§ EXTRAIT PRÉSENTÉ
******

Bière rousse: Cherchez l’intruse
Quelques grandes orientations étaient suggérées: dans deux verres, une même bière était servie, dans l’autre, un produit comparatif. Cette seule combinaison offrait des dizaines de possibilités: « l’intruse » pouvait être le même style, mais une marque différente ; ou encore un style différent ; la même marque, mais un conditionnement différent (chaleur, âge, format, eau de rinçage avant service…); une couleur différente ; même style affiché mais pays différent, etc.
On pouvait également servir trois produits afin de les ordonner par intensité de couleur, d’amertume, de sucrosité, d’aigreur ou d’alcoométrie. Des investigations plus spirituelles pouvaient explorer les origines géographiques. Chaque participant gérait une ou deux séances. Un jour, j’ai poussé l’audace à servir la même bière dans les trois verres ; « cherchez l’intruse ».
Seul Alain Geoffroy avait résolu l’énigme. Peu importe la consigne offerte, le développement des compétences s’articulait sur la comparaison entre les produits et les échanges parmi les analystes. Ces partages contribuaient au développement de solides capacités analytiques. Les goûts deviennent alors de magnifiques sujets de palabres. Dans ce contexte, les goûts SONT à discuter. Le principal piège dans lequel on risquait de plonger était celui de tenter d’identifier la marque ou le style. Le cas échéant, le reste de la dissection était contaminée.

******

§ SUPPORT DE L'EXERCICE

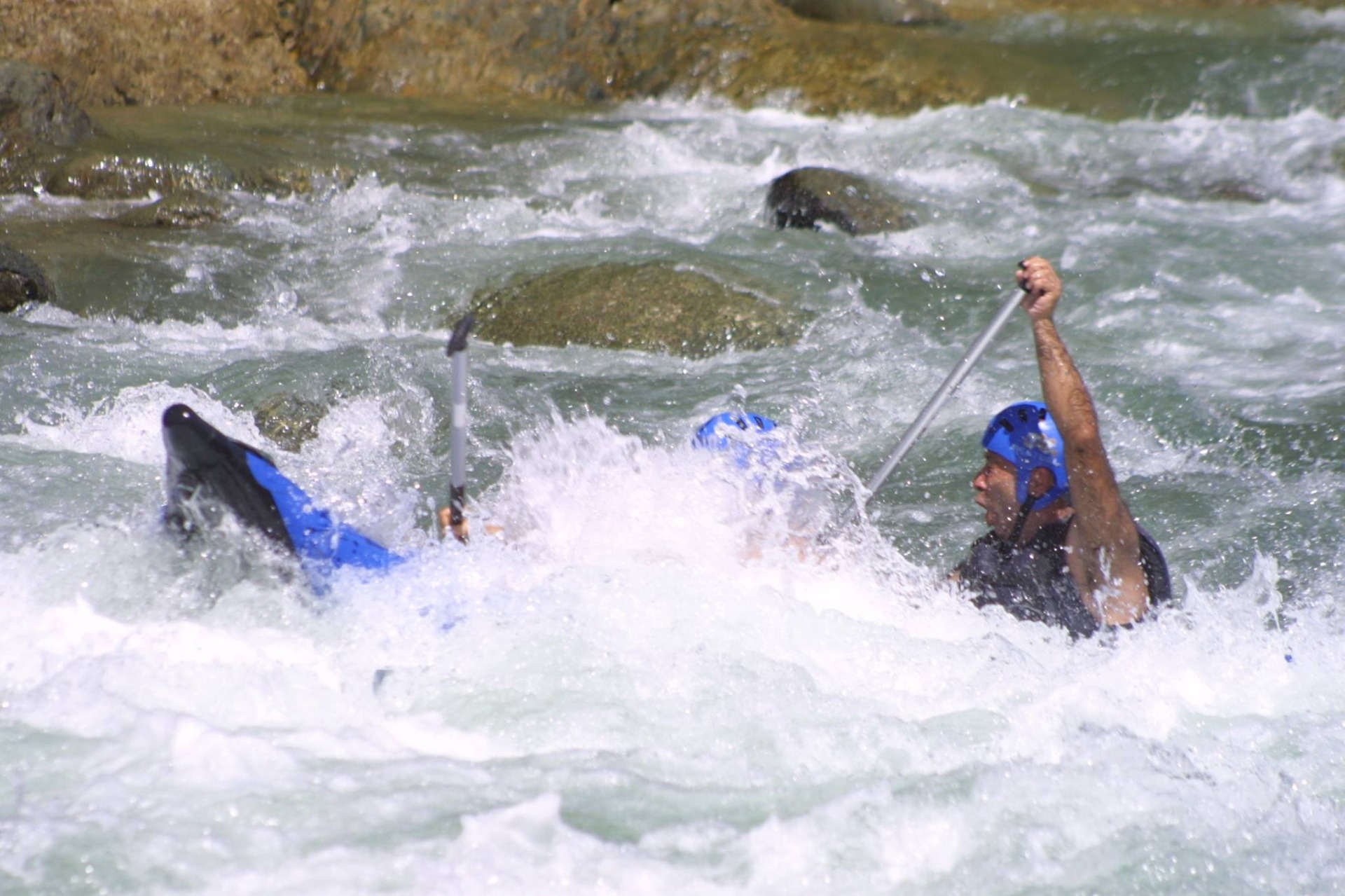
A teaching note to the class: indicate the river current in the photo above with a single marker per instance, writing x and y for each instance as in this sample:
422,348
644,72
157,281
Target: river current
644,688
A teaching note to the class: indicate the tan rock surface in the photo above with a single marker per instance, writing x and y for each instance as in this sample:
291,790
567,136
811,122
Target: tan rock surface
153,51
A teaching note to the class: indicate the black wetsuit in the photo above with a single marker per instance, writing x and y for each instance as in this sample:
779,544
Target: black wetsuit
1033,583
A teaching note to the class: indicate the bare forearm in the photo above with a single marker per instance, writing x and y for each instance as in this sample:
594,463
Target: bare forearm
1064,390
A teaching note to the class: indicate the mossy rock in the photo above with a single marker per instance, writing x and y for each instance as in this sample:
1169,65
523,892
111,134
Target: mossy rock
895,13
808,197
289,420
647,307
182,209
20,280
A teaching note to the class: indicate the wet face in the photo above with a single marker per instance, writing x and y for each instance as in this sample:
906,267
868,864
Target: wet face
997,492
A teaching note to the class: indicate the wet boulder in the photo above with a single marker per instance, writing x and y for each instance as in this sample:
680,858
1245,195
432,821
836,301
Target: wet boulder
182,209
35,108
289,420
811,197
895,13
20,280
649,307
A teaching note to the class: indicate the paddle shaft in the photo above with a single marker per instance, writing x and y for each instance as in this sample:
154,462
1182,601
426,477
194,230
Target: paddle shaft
457,446
941,396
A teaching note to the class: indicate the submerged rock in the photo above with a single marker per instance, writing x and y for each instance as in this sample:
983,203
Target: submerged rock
649,307
20,280
896,13
182,209
289,420
808,197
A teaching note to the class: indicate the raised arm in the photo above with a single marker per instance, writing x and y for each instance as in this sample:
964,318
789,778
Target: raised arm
1103,540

******

§ TRAVAIL À FAIRE
1. Relevez, dans l'extrait sur la bière rousse, tous les critères d'intensité selon lesquels on pouvait ordonner trois produits servis.
2. Rassemblez toutes les lignes des entrées qui contiennent le mot « bare ».

§ RÉPONSES PAR CONSIGNE
1.
- couleur
- amertume
- sucrosité
- aigreur
- alcoométrie

2.
A teaching note to the class: indicate the bare forearm in the photo above with a single marker per instance, writing x and y for each instance as in this sample:
Target: bare forearm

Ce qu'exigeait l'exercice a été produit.